__Directions__: Count the lines in the material below that contain the string "spoon", and give only that number.

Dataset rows

----------

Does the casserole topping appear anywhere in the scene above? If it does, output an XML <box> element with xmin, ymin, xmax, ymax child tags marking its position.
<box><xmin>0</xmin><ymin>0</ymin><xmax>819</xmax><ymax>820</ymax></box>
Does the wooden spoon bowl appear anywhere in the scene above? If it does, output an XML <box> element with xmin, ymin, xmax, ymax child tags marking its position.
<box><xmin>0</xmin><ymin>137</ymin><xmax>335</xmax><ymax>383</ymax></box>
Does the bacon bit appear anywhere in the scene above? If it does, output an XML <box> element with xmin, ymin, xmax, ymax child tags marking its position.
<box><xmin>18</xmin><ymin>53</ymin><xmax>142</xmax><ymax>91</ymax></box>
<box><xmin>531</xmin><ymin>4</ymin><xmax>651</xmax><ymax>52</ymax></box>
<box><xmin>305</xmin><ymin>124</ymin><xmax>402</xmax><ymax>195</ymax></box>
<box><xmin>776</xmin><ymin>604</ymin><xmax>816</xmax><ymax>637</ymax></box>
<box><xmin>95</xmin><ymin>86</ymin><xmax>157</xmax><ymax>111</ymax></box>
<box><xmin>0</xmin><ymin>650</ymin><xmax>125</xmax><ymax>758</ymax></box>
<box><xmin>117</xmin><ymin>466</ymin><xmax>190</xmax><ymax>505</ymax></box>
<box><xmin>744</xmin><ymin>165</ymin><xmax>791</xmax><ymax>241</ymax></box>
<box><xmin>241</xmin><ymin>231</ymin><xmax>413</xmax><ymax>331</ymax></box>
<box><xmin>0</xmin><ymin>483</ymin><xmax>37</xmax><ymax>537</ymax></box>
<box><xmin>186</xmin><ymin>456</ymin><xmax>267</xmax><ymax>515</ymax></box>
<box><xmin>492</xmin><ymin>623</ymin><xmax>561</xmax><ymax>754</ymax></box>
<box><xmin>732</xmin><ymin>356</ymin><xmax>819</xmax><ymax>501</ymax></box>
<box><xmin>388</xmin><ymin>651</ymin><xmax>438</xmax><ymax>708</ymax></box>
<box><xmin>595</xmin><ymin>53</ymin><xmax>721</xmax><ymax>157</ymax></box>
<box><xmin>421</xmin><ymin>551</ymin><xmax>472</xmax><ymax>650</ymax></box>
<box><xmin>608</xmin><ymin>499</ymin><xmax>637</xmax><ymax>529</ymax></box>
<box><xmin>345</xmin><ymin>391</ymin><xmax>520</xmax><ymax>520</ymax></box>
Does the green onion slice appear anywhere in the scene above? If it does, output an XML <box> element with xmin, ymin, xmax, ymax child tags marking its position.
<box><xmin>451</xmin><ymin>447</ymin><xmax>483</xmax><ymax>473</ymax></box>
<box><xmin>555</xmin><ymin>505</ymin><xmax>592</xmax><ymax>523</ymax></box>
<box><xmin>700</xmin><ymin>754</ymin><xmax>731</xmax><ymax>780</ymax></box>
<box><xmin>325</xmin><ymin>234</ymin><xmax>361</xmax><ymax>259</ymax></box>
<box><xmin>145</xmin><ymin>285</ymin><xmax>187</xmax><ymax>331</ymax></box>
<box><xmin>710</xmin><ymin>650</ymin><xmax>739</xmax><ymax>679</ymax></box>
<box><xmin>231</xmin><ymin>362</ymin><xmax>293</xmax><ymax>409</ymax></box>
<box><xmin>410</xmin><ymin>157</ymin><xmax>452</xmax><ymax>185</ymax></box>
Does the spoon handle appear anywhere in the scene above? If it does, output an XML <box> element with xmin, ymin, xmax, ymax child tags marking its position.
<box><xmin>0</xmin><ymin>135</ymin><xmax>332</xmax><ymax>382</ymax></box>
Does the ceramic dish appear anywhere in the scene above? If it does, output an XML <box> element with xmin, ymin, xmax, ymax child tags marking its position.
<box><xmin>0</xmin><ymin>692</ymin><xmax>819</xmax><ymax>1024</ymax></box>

----------

__Output__: 2